##### Фрагмент документа #####
Хорошие экономические результаты, как правило, сопровождаются позитивными сдвигами и во внеэкономической сфере, поскольку некоторые реформы имеют важнейшее значение в обеих этих областях. К примеру, рыночные реформы резко повышают эффективность экономики в целом, что приводит к повышению темпов роста, и одновременно, снижению экологического загрязнения. Верховенство закона способствует как долгосрочному экономическому развитию, так и соблюдению экологического законодательства. Либерализация экономики не только стимулирует рост, но и делает качественные продукты питания доступнее и относительно дешевле.

Посткоммунистические государства, более решительно строившие рыночную экономику, достигли лучших экономических (и внеэкономических) результатов, чем те страны, где рыночные реформы носили ограниченный характер или вовсе не проводились. Сами понимаете, что этот основополагающий вывод не сулит ничего хорошего странам, где существует обширный государственный сектор в промышленности, государственное регулирование, ограничивающее конкуренцию, препятствия для свободного передвижения людей, ограничение импорта и негибкий рынок труда, не защищены права частной собственности, в финансовой политике царит безответственность и др. Все перечисленные черты в разных сочетаниях характерны для этатистских систем - т.е. систем, где экономическая политика и государственная бюрократия душат свободный рынок. Но они характерны и для 'государств-неудачников', где государственные учреждения по сути превращаются в орудия расхищения национального достояния отдельными лицами.
##### Записи листинга #####
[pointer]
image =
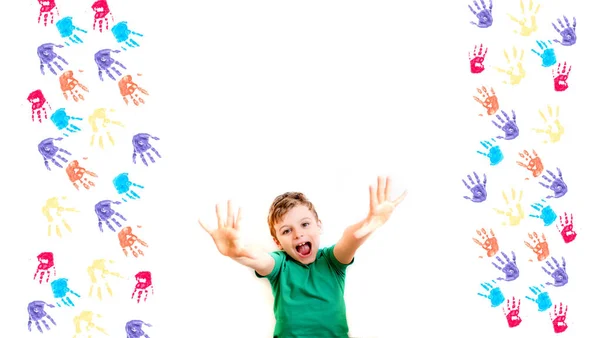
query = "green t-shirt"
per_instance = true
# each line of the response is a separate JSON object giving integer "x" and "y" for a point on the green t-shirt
{"x": 309, "y": 299}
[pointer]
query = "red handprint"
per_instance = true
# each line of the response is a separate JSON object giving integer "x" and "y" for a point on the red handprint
{"x": 560, "y": 77}
{"x": 511, "y": 312}
{"x": 566, "y": 228}
{"x": 477, "y": 59}
{"x": 558, "y": 318}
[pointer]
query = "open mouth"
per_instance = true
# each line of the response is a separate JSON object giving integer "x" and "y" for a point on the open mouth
{"x": 304, "y": 249}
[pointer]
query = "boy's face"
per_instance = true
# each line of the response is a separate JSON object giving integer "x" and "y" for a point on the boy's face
{"x": 298, "y": 234}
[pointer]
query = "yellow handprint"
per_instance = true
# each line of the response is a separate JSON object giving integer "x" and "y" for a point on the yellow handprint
{"x": 99, "y": 265}
{"x": 528, "y": 21}
{"x": 87, "y": 317}
{"x": 98, "y": 120}
{"x": 554, "y": 129}
{"x": 515, "y": 70}
{"x": 53, "y": 203}
{"x": 514, "y": 211}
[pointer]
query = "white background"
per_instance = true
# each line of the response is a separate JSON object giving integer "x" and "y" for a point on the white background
{"x": 252, "y": 99}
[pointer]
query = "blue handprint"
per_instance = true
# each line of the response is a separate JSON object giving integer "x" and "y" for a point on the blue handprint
{"x": 124, "y": 186}
{"x": 557, "y": 184}
{"x": 507, "y": 125}
{"x": 494, "y": 294}
{"x": 557, "y": 272}
{"x": 61, "y": 291}
{"x": 477, "y": 188}
{"x": 493, "y": 151}
{"x": 548, "y": 55}
{"x": 546, "y": 213}
{"x": 123, "y": 35}
{"x": 67, "y": 30}
{"x": 62, "y": 121}
{"x": 542, "y": 298}
{"x": 483, "y": 14}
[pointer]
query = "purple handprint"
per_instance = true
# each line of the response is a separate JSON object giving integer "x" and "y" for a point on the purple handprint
{"x": 48, "y": 57}
{"x": 50, "y": 152}
{"x": 507, "y": 125}
{"x": 477, "y": 188}
{"x": 37, "y": 315}
{"x": 483, "y": 14}
{"x": 106, "y": 214}
{"x": 106, "y": 63}
{"x": 557, "y": 272}
{"x": 557, "y": 184}
{"x": 569, "y": 38}
{"x": 141, "y": 146}
{"x": 134, "y": 329}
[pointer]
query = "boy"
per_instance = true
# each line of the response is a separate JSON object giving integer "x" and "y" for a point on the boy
{"x": 307, "y": 282}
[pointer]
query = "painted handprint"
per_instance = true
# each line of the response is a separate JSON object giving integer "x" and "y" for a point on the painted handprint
{"x": 49, "y": 57}
{"x": 511, "y": 312}
{"x": 37, "y": 315}
{"x": 494, "y": 294}
{"x": 489, "y": 243}
{"x": 65, "y": 122}
{"x": 124, "y": 186}
{"x": 558, "y": 318}
{"x": 489, "y": 101}
{"x": 106, "y": 215}
{"x": 129, "y": 90}
{"x": 540, "y": 297}
{"x": 560, "y": 76}
{"x": 558, "y": 272}
{"x": 539, "y": 246}
{"x": 492, "y": 151}
{"x": 544, "y": 212}
{"x": 70, "y": 86}
{"x": 483, "y": 14}
{"x": 554, "y": 130}
{"x": 67, "y": 31}
{"x": 77, "y": 175}
{"x": 143, "y": 286}
{"x": 476, "y": 60}
{"x": 98, "y": 273}
{"x": 39, "y": 105}
{"x": 532, "y": 162}
{"x": 515, "y": 70}
{"x": 45, "y": 267}
{"x": 514, "y": 211}
{"x": 61, "y": 292}
{"x": 477, "y": 188}
{"x": 53, "y": 209}
{"x": 128, "y": 241}
{"x": 508, "y": 266}
{"x": 557, "y": 184}
{"x": 508, "y": 125}
{"x": 142, "y": 146}
{"x": 567, "y": 33}
{"x": 566, "y": 228}
{"x": 106, "y": 63}
{"x": 124, "y": 35}
{"x": 527, "y": 21}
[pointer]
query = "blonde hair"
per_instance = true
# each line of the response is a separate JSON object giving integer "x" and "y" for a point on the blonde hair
{"x": 284, "y": 203}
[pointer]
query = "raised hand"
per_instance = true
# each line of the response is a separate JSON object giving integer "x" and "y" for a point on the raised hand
{"x": 381, "y": 206}
{"x": 227, "y": 235}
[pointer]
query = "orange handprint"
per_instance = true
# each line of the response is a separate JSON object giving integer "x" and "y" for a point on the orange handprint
{"x": 489, "y": 102}
{"x": 538, "y": 246}
{"x": 128, "y": 88}
{"x": 489, "y": 243}
{"x": 534, "y": 163}
{"x": 68, "y": 83}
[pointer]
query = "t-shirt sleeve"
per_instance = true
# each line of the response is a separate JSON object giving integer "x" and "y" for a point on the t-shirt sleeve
{"x": 338, "y": 267}
{"x": 279, "y": 257}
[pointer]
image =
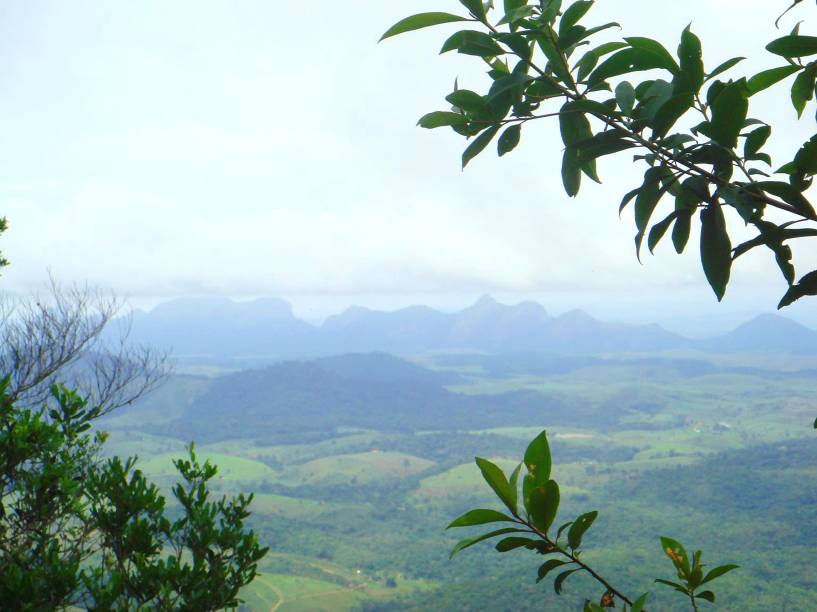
#####
*Что требуется*. Перепишите отрывок о рыночных реформах — всё от «Хорошие экономические результаты, как» и вплоть до «и относительно дешевле.», подставив «Дерегулирование экономики» вместо «Либерализация экономики».

*Полный ответ*.
Хорошие экономические результаты, как правило, сопровождаются позитивными сдвигами и во внеэкономической сфере, поскольку некоторые реформы имеют важнейшее значение в обеих этих областях. К примеру, рыночные реформы резко повышают эффективность экономики в целом, что приводит к повышению темпов роста, и одновременно, снижению экологического загрязнения. Верховенство закона способствует как долгосрочному экономическому развитию, так и соблюдению экологического законодательства. Дерегулирование экономики не только стимулирует рост, но и делает качественные продукты питания доступнее и относительно дешевле.